→ WORK INSTRUCTIONS
Since the entries below must stay intact, return each one exactly.

→ EXTRACTED INFORMATION
####

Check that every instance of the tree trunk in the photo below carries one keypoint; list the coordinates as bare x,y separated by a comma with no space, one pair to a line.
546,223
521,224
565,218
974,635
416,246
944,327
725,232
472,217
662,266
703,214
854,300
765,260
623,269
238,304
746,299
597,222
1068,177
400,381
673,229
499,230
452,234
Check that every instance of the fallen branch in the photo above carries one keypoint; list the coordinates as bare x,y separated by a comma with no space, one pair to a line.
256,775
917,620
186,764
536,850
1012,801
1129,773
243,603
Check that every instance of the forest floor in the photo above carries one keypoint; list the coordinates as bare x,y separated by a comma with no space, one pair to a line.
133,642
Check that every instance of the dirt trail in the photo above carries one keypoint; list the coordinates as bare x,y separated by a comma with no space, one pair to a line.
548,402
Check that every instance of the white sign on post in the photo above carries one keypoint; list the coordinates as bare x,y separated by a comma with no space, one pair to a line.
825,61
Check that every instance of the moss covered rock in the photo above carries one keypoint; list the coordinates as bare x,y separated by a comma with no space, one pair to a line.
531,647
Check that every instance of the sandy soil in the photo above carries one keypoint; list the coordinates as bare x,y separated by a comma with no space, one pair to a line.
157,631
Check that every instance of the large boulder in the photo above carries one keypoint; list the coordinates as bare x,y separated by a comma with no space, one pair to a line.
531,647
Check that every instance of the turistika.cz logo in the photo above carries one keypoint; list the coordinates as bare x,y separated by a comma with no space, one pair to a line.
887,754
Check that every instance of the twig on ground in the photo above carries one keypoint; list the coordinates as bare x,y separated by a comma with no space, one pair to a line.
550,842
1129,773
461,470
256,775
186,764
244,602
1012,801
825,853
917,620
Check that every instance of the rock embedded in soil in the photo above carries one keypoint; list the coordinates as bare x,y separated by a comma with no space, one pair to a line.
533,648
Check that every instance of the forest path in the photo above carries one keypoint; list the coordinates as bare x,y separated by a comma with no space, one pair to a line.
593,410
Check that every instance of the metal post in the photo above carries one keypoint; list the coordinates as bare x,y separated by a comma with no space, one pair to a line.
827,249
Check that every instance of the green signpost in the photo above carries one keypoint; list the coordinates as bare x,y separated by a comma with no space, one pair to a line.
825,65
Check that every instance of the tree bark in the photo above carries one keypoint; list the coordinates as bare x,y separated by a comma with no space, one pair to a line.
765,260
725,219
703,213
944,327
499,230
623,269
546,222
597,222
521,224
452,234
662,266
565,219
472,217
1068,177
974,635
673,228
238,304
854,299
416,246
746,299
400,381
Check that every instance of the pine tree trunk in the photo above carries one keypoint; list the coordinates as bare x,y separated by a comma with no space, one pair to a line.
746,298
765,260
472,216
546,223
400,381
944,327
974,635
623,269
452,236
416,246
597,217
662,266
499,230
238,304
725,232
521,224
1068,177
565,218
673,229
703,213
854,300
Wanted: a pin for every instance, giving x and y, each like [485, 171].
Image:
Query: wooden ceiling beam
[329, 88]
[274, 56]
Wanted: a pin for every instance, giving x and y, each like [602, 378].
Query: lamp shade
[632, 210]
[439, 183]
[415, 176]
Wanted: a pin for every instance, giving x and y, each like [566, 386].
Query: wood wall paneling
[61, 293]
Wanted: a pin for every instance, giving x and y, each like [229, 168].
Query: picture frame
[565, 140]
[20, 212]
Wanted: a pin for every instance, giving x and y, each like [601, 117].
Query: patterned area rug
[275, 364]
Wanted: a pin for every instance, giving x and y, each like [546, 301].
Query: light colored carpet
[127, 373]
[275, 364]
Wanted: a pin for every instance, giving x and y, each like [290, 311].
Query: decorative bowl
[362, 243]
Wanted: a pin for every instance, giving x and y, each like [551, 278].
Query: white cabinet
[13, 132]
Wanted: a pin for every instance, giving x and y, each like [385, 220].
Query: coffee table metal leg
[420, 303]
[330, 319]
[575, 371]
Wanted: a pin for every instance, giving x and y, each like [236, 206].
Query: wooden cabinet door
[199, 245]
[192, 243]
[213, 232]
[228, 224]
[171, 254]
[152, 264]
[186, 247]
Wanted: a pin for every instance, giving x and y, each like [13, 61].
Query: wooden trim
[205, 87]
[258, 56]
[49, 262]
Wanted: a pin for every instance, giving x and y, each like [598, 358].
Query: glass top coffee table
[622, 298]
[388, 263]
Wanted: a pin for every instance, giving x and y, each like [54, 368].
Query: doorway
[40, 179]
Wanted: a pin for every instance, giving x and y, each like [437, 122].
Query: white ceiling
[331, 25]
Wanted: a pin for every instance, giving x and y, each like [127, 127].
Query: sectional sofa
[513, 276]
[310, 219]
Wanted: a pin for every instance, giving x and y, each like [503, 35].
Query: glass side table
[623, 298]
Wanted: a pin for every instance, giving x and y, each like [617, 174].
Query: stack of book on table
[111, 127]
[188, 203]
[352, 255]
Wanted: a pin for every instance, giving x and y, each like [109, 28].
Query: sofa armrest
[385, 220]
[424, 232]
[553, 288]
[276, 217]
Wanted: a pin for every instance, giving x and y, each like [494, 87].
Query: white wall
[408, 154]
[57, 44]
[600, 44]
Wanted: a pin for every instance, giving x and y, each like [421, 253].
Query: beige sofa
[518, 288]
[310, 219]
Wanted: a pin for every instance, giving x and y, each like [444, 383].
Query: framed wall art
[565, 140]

####

→ COMPLETED TASK
Check that every instance of the tree trunk in the photo below carries one keypoint; list the coordinates as bare x,y separated by a comma with no space, one pair to a line.
546,223
521,224
565,218
974,635
416,246
944,327
725,232
472,217
662,266
703,214
854,300
765,260
623,269
238,304
746,299
597,222
1068,177
400,381
673,229
499,230
452,234
Check that every instance of the fallen branch in the photo above carries one keypoint; list the coordinates as bare x,y separated by a comma with no space, one pair to a line.
256,775
917,620
186,764
536,850
1012,801
1129,773
243,603
Check that every instance of the forest floor in the photo above carries one keypoint; list the coordinates as bare x,y separated by a comma with no space, one pair to a line.
133,642
Check that every instance of the dirt trail in the photo above carries one keypoint; list the coordinates as bare x,y separated by a comma with no space, one pair to a line.
548,402
Check that every instance of the white sign on post in the photo above carries one keypoint; list the coordinates as bare x,y separated by a comma with no space, one pair to a line.
825,61
Check that every instance of the moss covered rock in the photo above carries one keypoint; list the coordinates as bare x,y separated by a comma with no space, one pair to a line.
531,647
Check that every instance of the sandy soil in the photo above carries one keypoint; list the coordinates as bare x,y separated by a comma with no space, one pair to a line.
157,631
Check that every instance of the large boulder in the photo above carries one keypoint; list the coordinates as bare x,y separated by a comma with no space, one pair to a line.
531,647
Check that every instance of the turistika.cz logo in the photo above carries one keypoint; list the coordinates as bare x,y separated by a comma with no space, one pair to a line.
887,754
Check that every instance of the twig on ground in the photo above carries one keypoint; list the coordinates as bare x,y separated by a comma with no space, one pair to a line.
550,842
1129,773
461,470
256,775
186,764
244,602
1012,801
825,853
917,620
Check that every instance of the rock embedded in soil in the photo above carries one keypoint; list the coordinates as bare x,y separated by a comma with no space, one pair to a line.
533,648
Check that every instance of the forest path in the photo above carries one keypoint; list the coordinates as bare x,y separated by a comma with no space, one pair to a line.
593,410
Check that every instance of the metal post in the photo above carries one keypoint; list the coordinates as bare x,y separated by a comma with no space, one pair to a line.
827,249
Check that every instance of the green signpost in the photo above carries one keypoint; list the coordinates as bare x,y separated by a comma with no space, one pair to a line.
825,65
Check that every instance of the tree bark in the photo above carries one keypoint; list the coordinates as bare x,y separated by a comma with no space, one pair to a line.
765,260
725,219
703,213
944,327
499,230
623,269
546,222
597,222
521,224
452,234
662,266
565,219
472,217
1068,177
974,635
673,228
238,304
854,299
416,246
746,299
400,381
Check that every instance of the pine tree trunk in the photo above carries one keypoint; list the coordinates as bare x,y separated by a comma with no space, one pair to a line.
746,298
765,260
472,216
546,223
400,381
944,327
974,635
623,269
452,236
416,246
597,217
662,266
499,230
238,304
725,232
521,224
1068,177
565,218
673,229
703,213
854,300
Wanted: a pin for every instance, giving x and y, each like [485, 171].
Image:
Query: wooden ceiling beam
[329, 88]
[274, 56]
Wanted: a pin for every instance, giving x and y, each like [602, 378].
Query: lamp shade
[632, 210]
[439, 183]
[415, 176]
Wanted: a pin for every instance, giving x and y, each like [566, 386].
Query: wood wall paneling
[61, 293]
Wanted: a pin for every instance, giving x and y, each like [229, 168].
Query: picture frame
[565, 140]
[20, 212]
Wanted: a pin for every instance, giving x and y, each like [601, 117].
Query: patterned area rug
[275, 364]
Wanted: a pin for every instance, giving x and y, each like [546, 301].
Query: light colored carpet
[127, 373]
[275, 364]
Wanted: a pin for every instance, giving x and y, each like [290, 311].
Query: decorative bowl
[362, 243]
Wanted: a pin for every instance, giving x and y, each like [551, 278].
Query: white cabinet
[13, 132]
Wanted: a pin for every instance, giving x and y, each like [385, 220].
Query: coffee table metal leg
[420, 303]
[330, 319]
[575, 371]
Wanted: a pin for every instance, giving x and y, each like [236, 206].
Query: wooden cabinet door
[199, 245]
[192, 243]
[213, 232]
[228, 224]
[171, 254]
[152, 264]
[186, 247]
Wanted: a pin for every instance, giving x and y, each like [13, 61].
Query: wooden trim
[205, 87]
[258, 56]
[49, 262]
Wanted: a pin for every instance, giving x and y, each like [598, 358].
Query: glass top coffee table
[622, 298]
[388, 263]
Wanted: a pin for every instance, giving x and y, each like [54, 368].
Query: doorway
[40, 179]
Wanted: a pin for every instance, giving x and y, each like [437, 122].
Query: white ceiling
[331, 25]
Wanted: a pin for every instance, giving x and y, each like [127, 127].
Query: sectional sofa
[513, 276]
[310, 219]
Wanted: a pin for every instance, giving x and y, each like [503, 35].
Query: glass side table
[623, 298]
Wanted: a pin for every instance, giving x and y, each like [617, 174].
Query: stack of book on table
[111, 127]
[188, 203]
[352, 255]
Wanted: a pin for every instance, giving x and y, each like [109, 28].
Query: sofa armrest
[385, 220]
[424, 232]
[553, 288]
[276, 217]
Wanted: a pin for every instance, giving x and y, each like [494, 87].
Query: white wall
[408, 154]
[57, 44]
[600, 44]
Wanted: a pin for every instance, giving x and y, each like [421, 253].
Query: beige sofa
[518, 288]
[310, 219]
Wanted: a pin for every instance, giving x and y, each like [444, 383].
Query: framed wall art
[565, 140]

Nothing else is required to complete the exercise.